GESELECTEERD FRAGMENT »

══════════

Het stadium bij baarmoederhalskanker
Deze informatie is gecontroleerd door deskundigen.
Naar colofonOm het stadium van baarmoederhalskanker te bepalen, gebruiken de artsen 2 indelingen: TNM en FIGO.
Na de diagnose baarmoederhalskanker kun je nog een aantal onderzoeken krijgen. De onderzoeken zijn bedoeld om het stadium van de kanker te bepalen. Met het stadium wordt bedoeld hoe groot de tumor is, of hij is doorgegroeid in andere organen en of er uitzaaiingen zijn. Dit is belangrijk om te weten bij het kiezen van de beste behandeling.
De arts bespreekt de uitslagen van deze onderzoeken met je.
Stadiumindeling bij baarmoederhalskanker
Met de stadiumindeling wordt de uitgebreidheid van de ziekte bedoeld. De stadiumindeling is bij elke kankersoort anders. Er zijn 2 indelingen die gebruikt worden bij baarmoederhalskanker:
- de TNM-indeling
- de FIGO-indeling
TNM-indeling
Om het stadium van de kanker te bepalen, worden er 3 dingen beoordeeld:
- T: de grootte van de tumor
- N: uitzaaiingen in de lymfeklieren
- M: uitzaaiingen in andere organen
Elk van de 3 onderdelen wordt onderzocht en de uitkomst krijgt een getal. Over het algemeen geldt: hoe hoger het getal, hoe meer de kanker zich heeft uitgebreid/verspreid. Samen vormen ze de zogenaamde TNM-indeling.

══════════

OPDRACHT » Neem alsjeblieft uit het fragment hierboven over baarmoederhalskanker letterlijk alles over, van "Na de diagnose" tot en met "de beste behandeling.".

══════════

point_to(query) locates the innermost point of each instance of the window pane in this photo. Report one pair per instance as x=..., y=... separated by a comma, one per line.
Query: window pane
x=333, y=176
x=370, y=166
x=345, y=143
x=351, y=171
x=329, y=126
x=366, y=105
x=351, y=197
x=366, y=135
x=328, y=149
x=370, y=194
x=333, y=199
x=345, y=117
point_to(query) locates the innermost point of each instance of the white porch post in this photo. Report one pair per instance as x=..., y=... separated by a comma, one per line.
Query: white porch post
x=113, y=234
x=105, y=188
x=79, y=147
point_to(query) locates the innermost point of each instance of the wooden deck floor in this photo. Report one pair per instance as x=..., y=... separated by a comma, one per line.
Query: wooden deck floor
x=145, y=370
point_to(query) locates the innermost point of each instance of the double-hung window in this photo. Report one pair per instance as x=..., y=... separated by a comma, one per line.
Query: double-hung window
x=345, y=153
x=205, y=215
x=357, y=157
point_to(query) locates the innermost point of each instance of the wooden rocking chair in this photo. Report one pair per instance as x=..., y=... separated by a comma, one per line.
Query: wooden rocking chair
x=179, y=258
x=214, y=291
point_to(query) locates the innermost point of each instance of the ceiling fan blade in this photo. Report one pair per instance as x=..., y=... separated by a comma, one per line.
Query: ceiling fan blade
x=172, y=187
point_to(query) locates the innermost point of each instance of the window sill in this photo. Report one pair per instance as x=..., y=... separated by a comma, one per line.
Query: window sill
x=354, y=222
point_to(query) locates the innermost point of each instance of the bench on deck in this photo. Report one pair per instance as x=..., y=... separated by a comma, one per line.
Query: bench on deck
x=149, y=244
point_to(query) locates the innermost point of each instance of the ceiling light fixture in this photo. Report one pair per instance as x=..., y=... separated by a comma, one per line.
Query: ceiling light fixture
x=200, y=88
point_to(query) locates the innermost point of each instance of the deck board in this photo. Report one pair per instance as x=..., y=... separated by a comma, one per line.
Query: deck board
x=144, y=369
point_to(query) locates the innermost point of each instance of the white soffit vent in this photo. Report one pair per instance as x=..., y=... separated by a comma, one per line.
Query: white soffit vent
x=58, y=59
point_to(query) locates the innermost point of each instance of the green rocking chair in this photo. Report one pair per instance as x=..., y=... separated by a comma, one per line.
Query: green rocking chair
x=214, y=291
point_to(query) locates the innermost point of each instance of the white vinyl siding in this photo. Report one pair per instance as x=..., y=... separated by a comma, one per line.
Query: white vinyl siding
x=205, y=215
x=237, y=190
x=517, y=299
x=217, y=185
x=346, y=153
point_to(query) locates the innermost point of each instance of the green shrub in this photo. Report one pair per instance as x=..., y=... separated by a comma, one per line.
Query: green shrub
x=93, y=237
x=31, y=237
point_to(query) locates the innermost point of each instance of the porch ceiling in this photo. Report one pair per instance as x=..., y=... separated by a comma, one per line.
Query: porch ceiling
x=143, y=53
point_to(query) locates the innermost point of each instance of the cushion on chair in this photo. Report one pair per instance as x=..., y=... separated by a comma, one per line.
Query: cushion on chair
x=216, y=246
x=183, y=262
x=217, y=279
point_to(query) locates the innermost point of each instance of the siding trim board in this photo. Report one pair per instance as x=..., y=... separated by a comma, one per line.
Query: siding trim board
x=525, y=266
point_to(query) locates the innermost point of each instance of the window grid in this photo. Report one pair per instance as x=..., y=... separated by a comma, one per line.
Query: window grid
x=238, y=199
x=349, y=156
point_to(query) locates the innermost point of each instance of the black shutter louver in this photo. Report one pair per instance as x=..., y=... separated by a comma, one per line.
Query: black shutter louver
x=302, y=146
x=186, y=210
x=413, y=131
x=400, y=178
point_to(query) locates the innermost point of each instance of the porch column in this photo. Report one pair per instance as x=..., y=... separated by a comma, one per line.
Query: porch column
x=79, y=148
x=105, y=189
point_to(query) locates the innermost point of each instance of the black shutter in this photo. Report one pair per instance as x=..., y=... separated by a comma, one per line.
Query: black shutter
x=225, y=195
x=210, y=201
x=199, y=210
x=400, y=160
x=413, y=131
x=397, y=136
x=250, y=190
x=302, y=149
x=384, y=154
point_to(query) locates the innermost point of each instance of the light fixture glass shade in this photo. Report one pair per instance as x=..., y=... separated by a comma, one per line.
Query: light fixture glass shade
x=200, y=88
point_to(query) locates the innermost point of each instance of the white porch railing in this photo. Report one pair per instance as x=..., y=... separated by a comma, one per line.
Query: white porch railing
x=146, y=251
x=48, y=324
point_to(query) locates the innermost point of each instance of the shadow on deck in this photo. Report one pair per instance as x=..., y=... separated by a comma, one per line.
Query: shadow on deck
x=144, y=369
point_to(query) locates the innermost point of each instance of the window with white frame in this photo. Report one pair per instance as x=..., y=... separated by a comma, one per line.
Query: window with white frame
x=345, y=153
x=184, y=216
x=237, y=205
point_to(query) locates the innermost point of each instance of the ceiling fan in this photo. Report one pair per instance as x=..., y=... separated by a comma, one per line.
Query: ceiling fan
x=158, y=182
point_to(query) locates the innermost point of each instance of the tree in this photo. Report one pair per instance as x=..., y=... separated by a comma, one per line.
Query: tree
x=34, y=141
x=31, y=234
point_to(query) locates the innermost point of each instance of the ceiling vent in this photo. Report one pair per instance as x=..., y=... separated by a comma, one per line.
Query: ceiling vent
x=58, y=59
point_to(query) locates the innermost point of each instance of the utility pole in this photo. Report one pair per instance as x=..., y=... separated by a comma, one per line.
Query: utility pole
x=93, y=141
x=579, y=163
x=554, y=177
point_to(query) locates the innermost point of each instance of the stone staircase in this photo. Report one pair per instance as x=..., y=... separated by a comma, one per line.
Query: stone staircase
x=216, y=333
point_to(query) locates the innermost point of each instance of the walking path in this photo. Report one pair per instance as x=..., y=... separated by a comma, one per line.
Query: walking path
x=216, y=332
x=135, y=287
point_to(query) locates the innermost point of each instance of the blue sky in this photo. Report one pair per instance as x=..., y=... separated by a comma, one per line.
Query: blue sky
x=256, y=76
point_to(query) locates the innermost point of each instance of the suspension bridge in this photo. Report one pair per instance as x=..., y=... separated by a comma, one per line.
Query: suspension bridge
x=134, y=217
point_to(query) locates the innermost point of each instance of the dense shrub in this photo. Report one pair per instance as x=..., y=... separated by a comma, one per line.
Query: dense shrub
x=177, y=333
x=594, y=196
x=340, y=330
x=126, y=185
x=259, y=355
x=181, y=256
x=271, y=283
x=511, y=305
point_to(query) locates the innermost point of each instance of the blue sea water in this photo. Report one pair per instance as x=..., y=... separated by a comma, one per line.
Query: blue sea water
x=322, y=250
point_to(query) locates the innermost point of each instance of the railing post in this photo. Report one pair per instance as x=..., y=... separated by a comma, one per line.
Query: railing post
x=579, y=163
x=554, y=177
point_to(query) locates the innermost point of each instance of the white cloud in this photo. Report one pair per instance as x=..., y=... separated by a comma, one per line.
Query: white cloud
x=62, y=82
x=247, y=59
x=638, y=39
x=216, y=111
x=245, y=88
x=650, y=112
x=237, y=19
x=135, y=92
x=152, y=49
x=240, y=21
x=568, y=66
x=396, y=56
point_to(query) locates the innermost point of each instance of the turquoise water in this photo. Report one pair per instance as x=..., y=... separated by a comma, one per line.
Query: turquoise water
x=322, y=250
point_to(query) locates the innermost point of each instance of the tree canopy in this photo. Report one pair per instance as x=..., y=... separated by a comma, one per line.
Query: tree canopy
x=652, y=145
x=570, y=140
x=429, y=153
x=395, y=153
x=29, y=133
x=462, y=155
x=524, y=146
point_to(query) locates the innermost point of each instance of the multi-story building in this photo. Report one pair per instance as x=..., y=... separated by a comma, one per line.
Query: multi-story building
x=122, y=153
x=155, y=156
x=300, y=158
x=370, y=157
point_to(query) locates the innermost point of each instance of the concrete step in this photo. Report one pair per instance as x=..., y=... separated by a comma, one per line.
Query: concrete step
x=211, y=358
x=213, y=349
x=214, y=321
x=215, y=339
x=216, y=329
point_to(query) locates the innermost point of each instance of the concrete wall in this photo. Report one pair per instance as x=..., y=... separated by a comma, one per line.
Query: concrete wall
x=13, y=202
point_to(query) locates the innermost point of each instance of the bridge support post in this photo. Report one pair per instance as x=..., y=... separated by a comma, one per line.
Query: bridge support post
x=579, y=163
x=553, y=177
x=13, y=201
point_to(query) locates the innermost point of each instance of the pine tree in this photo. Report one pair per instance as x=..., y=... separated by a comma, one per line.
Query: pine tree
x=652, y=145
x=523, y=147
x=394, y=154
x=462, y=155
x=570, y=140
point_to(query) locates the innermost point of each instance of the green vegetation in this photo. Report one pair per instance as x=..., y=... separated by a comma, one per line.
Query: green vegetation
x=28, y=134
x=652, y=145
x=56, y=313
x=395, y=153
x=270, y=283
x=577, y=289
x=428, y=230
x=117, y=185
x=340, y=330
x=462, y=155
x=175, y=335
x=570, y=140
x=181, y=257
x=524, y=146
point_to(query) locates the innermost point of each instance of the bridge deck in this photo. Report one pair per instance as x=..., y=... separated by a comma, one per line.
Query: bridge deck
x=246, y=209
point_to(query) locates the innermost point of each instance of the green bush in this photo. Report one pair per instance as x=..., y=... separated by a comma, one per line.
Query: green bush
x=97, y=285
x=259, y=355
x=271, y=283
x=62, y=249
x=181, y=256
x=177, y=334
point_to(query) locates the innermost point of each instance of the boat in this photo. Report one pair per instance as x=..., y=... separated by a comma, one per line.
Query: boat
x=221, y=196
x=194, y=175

══════════

UITVOER »
Na de diagnose baarmoederhalskanker kun je nog een aantal onderzoeken krijgen. De onderzoeken zijn bedoeld om het stadium van de kanker te bepalen. Met het stadium wordt bedoeld hoe groot de tumor is, of hij is doorgegroeid in andere organen en of er uitzaaiingen zijn. Dit is belangrijk om te weten bij het kiezen van de beste behandeling.